* [What you need to do] Transcribe, exactly as they appear, only the lines from the one holding "Corridor-survey task: point out each instance of the green grass" through the end of the entries below.

--- START Entries shown ---

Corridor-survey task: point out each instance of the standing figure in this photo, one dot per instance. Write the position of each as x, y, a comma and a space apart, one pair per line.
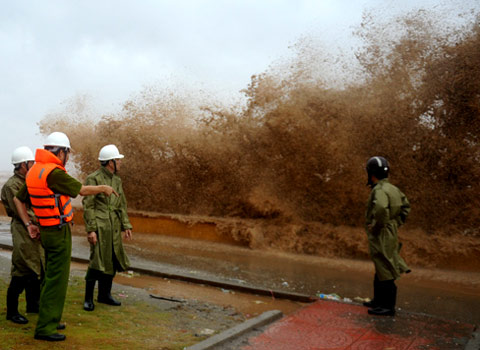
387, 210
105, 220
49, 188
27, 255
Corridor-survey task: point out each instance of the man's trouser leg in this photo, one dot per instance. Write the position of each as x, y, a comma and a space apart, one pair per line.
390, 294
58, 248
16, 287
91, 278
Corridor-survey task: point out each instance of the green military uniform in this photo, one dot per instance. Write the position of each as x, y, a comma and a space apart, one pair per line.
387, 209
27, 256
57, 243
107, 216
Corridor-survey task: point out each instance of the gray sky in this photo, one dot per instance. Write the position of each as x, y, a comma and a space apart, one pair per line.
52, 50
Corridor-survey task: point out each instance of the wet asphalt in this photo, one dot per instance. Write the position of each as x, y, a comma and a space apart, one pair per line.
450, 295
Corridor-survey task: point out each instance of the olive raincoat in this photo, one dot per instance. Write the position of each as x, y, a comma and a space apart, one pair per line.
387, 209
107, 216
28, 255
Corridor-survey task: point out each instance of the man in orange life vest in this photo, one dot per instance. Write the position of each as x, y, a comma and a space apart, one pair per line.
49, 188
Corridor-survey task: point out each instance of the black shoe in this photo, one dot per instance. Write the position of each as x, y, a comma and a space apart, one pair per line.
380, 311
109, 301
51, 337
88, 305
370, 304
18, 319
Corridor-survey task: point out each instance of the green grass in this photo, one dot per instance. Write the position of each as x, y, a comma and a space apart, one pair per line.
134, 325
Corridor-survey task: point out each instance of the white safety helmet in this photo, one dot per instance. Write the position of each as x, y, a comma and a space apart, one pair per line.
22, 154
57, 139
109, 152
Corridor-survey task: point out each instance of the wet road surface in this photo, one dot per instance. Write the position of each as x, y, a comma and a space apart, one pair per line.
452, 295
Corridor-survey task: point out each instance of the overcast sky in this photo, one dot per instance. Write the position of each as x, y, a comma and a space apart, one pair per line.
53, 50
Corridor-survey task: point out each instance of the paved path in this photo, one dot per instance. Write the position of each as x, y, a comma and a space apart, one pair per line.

--- END Entries shown ---

* [The response]
Corridor-survey task: point out each instance of the green grass in this photo, one dot per instance. Write the position of each as x, y, a comma and a space apart, one pair per line.
134, 325
Corridor-survey task: point out each instance of the white safety helmet in this photo, one dot per instance. Write the position of each as x, y, a comma and a space apart, one pair per line.
22, 154
57, 139
109, 152
Corridor-survey task: point out each instance of the wet road surface in this photo, one dot per instance. Write the position of each as x, y, a comma and a space apart, one pair per line.
452, 295
Corridor-survey task: point out each instance of the overcast sky in this photo, one dot per instance. Write the position of each as x, y, a comma and a space apart, one pair per line.
53, 50
Corridor-survey task: point out each instance of the paved path in this photo, one dot per instance. Write the position of each as x, y, a comma and a space apart, one pair per line.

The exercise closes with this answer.